Problem details: From the records below, copy out word for word the lines starting with the one that contains "For every instance of the jacket" and going on through the last line of the records.

Raw records:
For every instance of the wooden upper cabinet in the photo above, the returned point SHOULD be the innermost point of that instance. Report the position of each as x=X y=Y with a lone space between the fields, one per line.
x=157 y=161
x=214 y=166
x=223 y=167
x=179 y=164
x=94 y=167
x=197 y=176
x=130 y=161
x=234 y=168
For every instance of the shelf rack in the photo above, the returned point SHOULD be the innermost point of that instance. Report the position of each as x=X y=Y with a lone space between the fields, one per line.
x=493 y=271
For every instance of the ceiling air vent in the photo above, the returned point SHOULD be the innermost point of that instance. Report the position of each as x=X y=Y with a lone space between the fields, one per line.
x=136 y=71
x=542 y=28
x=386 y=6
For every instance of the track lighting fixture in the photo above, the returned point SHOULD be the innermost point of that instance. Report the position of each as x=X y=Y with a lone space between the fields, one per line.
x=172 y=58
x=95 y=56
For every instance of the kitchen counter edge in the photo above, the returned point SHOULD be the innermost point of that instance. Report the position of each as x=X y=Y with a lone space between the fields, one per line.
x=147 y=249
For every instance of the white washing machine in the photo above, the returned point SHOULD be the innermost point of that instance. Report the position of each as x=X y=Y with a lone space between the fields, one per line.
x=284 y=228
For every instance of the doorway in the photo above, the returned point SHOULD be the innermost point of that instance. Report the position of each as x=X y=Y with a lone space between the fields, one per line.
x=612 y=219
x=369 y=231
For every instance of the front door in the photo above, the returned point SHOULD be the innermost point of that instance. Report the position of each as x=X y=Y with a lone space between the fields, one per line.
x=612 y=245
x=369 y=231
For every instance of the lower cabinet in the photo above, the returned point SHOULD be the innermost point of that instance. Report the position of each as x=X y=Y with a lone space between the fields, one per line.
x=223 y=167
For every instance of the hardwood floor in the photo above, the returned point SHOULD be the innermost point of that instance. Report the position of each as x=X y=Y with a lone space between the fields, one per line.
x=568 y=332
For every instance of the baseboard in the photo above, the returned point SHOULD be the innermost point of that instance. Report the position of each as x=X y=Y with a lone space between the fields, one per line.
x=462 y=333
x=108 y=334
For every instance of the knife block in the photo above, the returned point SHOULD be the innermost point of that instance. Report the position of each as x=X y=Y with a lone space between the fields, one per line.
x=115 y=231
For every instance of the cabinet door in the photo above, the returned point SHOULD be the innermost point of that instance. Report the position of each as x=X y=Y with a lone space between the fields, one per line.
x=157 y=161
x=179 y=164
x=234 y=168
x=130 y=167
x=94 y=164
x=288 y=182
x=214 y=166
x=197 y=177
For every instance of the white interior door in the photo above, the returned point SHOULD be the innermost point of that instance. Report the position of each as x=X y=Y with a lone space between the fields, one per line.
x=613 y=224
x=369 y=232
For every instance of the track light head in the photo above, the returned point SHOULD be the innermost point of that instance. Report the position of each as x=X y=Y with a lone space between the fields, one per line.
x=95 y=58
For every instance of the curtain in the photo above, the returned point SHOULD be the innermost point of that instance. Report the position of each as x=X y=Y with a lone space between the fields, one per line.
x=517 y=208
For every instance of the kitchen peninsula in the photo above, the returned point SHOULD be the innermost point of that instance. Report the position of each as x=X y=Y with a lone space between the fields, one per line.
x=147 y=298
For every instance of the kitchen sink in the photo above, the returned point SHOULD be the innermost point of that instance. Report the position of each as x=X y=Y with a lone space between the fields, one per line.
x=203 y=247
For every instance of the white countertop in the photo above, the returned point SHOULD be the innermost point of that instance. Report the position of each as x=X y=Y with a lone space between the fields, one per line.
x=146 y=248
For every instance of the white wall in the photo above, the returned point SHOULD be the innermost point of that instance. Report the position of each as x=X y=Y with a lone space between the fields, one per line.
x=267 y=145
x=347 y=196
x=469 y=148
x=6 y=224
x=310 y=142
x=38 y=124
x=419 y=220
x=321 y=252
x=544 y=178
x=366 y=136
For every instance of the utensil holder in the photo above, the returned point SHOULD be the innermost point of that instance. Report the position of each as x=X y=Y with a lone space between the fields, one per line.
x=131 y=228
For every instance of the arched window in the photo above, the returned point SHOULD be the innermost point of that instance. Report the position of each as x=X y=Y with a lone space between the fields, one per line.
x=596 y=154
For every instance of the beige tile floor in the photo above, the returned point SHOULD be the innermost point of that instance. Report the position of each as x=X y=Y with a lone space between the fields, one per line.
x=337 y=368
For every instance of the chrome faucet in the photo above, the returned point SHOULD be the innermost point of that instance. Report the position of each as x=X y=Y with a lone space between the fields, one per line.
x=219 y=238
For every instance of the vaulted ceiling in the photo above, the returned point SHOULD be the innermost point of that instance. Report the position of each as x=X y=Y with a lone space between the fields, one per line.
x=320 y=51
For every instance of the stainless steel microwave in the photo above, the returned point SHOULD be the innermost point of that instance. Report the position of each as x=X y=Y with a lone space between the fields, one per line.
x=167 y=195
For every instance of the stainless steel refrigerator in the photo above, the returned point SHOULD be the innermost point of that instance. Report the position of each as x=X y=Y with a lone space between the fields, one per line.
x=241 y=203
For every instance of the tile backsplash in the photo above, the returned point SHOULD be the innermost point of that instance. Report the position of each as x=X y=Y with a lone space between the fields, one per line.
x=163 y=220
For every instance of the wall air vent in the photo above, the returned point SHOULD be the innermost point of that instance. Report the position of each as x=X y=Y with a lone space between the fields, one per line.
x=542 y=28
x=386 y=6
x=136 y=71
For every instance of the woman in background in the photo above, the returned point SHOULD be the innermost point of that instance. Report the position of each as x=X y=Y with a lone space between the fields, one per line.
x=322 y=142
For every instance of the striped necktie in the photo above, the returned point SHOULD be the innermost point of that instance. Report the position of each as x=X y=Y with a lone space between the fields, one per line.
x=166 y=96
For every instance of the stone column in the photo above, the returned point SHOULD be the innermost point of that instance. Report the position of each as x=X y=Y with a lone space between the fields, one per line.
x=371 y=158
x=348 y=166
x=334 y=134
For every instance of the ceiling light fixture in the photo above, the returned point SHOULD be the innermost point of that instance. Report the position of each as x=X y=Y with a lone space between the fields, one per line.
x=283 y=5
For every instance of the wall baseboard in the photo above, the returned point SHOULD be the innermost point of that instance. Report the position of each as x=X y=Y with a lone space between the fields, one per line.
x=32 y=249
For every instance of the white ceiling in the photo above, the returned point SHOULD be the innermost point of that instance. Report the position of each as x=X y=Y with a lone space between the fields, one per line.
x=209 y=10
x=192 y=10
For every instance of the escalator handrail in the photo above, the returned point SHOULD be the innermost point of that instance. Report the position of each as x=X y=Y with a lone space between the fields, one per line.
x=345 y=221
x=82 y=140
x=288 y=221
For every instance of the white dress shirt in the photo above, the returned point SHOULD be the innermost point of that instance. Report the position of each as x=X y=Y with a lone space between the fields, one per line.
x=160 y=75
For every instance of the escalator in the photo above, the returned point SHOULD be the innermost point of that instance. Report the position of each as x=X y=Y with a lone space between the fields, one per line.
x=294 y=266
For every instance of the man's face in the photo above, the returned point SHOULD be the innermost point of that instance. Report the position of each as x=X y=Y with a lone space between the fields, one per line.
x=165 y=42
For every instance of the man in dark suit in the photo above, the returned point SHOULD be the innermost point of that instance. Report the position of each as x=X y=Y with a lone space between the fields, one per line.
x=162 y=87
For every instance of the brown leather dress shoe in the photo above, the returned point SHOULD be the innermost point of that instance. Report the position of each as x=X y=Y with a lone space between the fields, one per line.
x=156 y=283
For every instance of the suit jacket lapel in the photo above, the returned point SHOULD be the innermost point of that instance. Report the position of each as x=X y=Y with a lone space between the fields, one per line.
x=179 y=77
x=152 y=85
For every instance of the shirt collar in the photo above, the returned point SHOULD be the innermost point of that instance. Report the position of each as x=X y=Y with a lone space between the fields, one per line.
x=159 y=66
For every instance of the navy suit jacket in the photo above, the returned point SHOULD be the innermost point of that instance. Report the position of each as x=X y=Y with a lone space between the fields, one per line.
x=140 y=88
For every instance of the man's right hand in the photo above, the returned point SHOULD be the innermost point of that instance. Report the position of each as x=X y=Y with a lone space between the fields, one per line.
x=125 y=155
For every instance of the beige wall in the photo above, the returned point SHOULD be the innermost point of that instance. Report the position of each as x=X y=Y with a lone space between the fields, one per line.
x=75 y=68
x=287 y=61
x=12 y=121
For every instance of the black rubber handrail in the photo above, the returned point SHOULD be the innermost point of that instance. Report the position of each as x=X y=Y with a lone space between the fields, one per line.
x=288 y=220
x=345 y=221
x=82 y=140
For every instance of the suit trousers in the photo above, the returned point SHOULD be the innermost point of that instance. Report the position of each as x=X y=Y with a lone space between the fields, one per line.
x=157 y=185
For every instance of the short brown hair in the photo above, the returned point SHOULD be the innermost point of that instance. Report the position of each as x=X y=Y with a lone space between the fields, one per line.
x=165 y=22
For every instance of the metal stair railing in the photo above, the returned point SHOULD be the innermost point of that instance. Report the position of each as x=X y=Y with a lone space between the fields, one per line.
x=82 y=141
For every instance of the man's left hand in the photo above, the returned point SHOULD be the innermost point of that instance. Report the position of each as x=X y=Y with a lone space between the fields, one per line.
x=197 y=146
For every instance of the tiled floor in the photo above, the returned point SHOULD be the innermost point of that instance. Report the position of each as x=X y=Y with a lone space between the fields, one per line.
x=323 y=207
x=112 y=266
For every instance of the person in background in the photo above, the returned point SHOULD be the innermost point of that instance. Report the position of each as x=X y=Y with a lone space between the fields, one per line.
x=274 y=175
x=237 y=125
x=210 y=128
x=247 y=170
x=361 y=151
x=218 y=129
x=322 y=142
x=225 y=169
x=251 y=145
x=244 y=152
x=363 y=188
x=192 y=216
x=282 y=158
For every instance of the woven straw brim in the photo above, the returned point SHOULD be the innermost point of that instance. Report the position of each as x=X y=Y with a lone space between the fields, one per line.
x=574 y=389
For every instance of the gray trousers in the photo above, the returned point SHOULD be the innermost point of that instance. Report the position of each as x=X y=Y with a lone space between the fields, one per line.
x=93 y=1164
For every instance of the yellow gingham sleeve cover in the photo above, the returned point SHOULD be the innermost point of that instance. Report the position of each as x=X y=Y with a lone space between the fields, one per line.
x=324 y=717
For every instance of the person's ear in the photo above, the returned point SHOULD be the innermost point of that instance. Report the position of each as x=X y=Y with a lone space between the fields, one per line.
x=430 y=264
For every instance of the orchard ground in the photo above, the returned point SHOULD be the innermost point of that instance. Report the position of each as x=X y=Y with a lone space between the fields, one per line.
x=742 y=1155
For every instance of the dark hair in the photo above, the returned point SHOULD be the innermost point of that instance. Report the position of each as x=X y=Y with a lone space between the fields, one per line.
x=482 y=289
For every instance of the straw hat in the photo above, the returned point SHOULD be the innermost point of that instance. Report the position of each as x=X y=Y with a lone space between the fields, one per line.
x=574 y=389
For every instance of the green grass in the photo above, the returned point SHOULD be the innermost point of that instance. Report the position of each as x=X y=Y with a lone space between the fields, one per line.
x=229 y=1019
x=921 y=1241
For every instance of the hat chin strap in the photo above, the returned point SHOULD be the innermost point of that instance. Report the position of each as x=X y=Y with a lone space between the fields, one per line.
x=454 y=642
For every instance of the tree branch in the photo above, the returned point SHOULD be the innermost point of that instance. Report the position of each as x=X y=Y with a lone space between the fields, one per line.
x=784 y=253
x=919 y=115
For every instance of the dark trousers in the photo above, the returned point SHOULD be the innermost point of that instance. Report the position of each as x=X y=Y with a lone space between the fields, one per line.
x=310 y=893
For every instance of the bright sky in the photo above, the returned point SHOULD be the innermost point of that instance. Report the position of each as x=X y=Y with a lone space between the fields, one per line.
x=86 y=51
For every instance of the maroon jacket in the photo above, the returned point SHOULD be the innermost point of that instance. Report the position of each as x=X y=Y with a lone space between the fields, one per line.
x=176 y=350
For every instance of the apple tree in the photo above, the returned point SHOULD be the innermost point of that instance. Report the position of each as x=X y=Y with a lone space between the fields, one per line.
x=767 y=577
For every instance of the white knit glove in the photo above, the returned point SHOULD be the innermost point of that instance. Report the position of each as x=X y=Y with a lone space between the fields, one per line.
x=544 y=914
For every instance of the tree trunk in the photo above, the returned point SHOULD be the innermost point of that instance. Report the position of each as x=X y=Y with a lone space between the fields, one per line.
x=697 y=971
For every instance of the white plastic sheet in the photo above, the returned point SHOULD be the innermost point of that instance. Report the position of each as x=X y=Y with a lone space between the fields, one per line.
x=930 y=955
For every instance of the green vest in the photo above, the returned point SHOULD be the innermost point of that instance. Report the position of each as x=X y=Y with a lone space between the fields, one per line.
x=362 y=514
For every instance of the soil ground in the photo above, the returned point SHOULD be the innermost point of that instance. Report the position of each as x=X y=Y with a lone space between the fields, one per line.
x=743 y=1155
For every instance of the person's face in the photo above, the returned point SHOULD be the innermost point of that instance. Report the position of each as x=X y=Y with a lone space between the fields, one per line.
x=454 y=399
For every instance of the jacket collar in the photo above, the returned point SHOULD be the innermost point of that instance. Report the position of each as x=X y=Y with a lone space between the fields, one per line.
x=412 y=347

Answer below:
For every instance of the jacket collar in the photo above, the returned point SHOULD be the innermost point of that instance. Report the position of each as x=X y=Y with a lone space between the fields, one per line.
x=412 y=347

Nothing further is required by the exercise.